So, they end up in the only place they can -- state universities in small towns and cities close to their hinterland. 

Secondly, Sujatha's environmental activism was directed against the rapacious extractive industries that operate with impunity in Telangana, and across India. People with small landholdings in rural areas depend on the local environment and natural watershed movements, which are being devastated by the granite mining mafia in Karimnagar. Sand mined from river and pond beds further destroys the water balance.

The trucks that carry the minerals speed recklessly on village roads, causing accidents. In an incident last year, angry villagers burnt 5 trucks in protest.

Finally, people who want to live a life of dignity and justice will feel even more under siege if Sujatha's voice is silenced. The academic has been a forceful voice in expressing solidarity with the disenfranchised in the two Telugu states.

She had a key role to play in the arrest of a local strongman who was threatening 2 Dalit men and even allegedly kidnapped them. This person supposedly had links to the BJP, but the party disowned him. 

Demonstrations of solidarity in favour of Sujatha have been organized in Hyderabad by Dalit groups, women's organizations and left-leaning parties.

Sujatha herself thinks that an attempt is being made to silence her voice because she is a Dalit woman who is not afraid to speak out, besides being a writer and an academic. 

She said that the viciousness of the online targeting has rattled her. She is currently not in Karimnagar and is apprehensive of the "silly questions and suspicious stares" that will greet her, she said in a phone conversation. "But I am not scared of going back," she added.

 

(Views expressed here are the personal opinions of the author.)

Data entries:

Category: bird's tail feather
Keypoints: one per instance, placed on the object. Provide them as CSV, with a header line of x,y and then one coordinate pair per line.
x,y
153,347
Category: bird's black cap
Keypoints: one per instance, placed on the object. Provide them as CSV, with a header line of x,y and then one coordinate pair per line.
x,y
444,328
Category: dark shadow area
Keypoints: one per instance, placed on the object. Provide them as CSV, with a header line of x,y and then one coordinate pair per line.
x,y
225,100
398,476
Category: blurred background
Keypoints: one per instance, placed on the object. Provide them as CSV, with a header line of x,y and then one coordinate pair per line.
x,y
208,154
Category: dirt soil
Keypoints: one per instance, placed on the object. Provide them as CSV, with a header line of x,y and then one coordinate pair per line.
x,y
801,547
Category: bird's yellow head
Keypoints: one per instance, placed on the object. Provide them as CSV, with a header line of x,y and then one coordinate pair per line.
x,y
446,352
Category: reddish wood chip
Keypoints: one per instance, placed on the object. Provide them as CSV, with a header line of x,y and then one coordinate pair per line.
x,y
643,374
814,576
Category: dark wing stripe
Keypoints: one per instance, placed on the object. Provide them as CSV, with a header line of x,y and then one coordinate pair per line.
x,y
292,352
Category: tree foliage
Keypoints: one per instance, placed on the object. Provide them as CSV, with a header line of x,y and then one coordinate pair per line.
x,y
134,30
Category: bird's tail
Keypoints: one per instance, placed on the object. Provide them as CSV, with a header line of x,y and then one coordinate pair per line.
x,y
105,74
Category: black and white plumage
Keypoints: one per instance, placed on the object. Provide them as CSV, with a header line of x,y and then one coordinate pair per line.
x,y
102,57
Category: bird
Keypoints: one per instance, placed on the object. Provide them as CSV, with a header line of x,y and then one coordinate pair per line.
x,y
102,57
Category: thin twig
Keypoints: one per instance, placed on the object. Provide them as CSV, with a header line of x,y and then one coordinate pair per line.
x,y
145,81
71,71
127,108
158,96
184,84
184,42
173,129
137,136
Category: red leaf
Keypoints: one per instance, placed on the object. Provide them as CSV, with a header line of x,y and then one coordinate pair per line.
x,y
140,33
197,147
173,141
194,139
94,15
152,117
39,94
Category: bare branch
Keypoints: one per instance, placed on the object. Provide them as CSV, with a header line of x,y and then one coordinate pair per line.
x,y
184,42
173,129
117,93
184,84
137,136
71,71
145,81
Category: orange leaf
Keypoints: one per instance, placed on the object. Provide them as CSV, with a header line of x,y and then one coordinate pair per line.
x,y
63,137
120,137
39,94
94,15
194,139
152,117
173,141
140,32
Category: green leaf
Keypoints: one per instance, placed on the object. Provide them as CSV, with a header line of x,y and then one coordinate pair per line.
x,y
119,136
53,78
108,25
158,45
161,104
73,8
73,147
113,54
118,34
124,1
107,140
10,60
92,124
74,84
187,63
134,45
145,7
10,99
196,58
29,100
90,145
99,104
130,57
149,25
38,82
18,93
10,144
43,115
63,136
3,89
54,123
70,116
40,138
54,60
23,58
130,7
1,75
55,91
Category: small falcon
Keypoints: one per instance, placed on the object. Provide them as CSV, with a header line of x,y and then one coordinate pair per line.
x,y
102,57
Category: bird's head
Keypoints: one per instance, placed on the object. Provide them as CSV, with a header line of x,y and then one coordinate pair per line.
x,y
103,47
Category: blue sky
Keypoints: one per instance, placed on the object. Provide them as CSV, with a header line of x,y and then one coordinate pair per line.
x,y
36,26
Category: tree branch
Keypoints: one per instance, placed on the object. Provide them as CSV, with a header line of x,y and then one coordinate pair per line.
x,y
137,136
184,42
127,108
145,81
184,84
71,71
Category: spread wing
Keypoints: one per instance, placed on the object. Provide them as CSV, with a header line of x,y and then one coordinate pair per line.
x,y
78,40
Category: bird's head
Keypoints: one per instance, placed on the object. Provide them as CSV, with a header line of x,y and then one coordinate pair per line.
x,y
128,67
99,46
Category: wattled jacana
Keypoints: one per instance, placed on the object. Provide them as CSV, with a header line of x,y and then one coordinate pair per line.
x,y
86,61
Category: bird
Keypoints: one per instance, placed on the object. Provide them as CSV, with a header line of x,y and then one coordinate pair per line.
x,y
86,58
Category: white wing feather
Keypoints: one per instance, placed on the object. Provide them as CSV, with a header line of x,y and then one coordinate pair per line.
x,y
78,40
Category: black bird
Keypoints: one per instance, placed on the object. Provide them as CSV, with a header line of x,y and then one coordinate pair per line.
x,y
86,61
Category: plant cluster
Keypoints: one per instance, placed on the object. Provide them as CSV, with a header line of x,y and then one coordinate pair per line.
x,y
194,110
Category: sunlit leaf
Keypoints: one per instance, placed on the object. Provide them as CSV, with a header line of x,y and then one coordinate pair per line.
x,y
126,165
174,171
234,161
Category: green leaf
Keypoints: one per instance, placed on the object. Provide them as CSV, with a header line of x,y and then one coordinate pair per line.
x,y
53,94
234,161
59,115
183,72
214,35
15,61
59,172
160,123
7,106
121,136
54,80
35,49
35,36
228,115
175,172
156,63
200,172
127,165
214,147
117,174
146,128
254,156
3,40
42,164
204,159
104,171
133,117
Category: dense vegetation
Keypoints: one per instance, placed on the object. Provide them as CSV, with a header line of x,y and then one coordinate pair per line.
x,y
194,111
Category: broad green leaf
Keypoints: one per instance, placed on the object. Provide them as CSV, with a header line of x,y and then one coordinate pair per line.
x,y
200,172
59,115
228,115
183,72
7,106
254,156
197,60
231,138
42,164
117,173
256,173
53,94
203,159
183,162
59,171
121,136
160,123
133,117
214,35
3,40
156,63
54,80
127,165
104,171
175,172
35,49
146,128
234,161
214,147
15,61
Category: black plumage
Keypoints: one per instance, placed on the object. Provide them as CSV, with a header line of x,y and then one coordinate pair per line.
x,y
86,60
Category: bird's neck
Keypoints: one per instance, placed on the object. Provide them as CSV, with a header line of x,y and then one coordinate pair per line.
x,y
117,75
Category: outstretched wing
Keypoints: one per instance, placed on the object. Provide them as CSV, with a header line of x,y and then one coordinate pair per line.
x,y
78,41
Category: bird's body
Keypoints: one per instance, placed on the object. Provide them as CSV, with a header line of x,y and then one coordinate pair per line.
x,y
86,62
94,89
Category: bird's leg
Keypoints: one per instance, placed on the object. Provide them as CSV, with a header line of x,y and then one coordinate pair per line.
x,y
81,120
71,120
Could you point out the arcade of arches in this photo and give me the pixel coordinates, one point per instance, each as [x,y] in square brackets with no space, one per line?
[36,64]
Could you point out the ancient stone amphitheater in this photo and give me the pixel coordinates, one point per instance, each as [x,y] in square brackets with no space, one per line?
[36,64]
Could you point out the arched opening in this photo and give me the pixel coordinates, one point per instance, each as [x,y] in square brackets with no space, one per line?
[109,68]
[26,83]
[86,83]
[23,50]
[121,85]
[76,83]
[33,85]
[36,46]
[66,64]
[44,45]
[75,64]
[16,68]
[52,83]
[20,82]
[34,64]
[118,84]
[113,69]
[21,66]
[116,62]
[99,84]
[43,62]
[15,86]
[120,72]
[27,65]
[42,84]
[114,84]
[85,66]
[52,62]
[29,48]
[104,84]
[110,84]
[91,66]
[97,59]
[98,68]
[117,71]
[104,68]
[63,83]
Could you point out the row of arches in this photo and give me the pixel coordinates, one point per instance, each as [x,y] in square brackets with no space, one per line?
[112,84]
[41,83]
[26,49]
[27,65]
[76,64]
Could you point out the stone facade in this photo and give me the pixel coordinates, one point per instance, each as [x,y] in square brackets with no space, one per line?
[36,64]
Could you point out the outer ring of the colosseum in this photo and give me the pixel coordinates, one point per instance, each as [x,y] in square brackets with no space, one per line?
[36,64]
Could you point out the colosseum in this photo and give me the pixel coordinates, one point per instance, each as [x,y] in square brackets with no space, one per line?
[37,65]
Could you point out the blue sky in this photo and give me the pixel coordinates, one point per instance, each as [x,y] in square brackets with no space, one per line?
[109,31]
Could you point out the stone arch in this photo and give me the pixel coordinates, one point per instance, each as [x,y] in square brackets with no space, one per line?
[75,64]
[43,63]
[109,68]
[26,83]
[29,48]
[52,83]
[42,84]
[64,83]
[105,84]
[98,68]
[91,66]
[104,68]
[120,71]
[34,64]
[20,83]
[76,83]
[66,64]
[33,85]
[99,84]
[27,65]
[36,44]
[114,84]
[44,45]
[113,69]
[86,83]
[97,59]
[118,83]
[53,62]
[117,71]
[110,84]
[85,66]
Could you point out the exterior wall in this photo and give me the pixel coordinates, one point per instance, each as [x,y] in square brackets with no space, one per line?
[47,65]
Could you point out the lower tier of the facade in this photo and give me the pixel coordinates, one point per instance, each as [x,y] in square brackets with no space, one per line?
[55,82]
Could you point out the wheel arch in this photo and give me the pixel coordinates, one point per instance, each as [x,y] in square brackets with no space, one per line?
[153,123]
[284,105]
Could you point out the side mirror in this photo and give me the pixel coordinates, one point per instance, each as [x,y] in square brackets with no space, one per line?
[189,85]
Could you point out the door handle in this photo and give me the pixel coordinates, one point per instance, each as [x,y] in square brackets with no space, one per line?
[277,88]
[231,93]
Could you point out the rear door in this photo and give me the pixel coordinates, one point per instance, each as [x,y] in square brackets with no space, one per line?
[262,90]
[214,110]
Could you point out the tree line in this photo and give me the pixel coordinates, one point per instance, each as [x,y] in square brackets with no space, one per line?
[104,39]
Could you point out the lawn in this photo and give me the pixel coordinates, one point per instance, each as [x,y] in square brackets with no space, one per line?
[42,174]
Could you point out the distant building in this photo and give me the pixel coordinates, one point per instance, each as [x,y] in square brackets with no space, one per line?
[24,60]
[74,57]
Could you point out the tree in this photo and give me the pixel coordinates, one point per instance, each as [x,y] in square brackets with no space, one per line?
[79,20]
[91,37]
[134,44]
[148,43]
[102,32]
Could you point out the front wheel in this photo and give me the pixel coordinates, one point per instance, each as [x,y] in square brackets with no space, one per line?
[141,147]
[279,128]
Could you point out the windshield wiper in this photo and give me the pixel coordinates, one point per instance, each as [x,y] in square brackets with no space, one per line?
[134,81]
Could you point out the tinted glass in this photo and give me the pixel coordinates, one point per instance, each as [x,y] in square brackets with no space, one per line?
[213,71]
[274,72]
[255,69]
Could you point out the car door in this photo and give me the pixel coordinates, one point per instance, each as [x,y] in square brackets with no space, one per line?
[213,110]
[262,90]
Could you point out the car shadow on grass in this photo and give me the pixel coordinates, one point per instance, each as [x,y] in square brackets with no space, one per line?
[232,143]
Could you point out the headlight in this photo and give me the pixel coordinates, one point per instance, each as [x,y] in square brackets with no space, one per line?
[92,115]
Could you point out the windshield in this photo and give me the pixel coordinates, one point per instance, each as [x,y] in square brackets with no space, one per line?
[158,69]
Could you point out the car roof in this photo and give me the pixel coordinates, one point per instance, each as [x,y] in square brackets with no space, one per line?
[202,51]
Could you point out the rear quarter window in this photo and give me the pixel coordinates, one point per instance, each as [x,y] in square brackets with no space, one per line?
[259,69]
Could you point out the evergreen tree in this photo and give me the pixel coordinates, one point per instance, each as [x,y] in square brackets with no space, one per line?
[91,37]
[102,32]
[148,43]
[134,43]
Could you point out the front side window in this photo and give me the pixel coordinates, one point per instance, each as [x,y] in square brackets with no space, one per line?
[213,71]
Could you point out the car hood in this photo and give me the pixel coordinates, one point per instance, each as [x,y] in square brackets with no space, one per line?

_The tasks_
[1] For the text about Sujatha, say whether each statement agrees with it, answering yes or no and quoting the words that settle it: (a) Villagers burnt 5 trucks in protest. (b) The BJP stood by the local strongman. (c) Sujatha said she is scared of going back.
[2] Reproduce the text about Sujatha from "Sujatha herself thinks" to "of the author.)".

_Answers given_
[1]
(a) Yes: "In an incident last year, angry villagers burnt 5 trucks in protest."
(b) No: "This person supposedly had links to the BJP, but the party disowned him."
(c) No: "But I am not scared of going back"

[2]
Sujatha herself thinks that an attempt is being made to silence her voice because she is a Dalit woman who is not afraid to speak out, besides being a writer and an academic. 

She said that the viciousness of the online targeting has rattled her. She is currently not in Karimnagar and is apprehensive of the "silly questions and suspicious stares" that will greet her, she said in a phone conversation. "But I am not scared of going back," she added.

 

(Views expressed here are the personal opinions of the author.)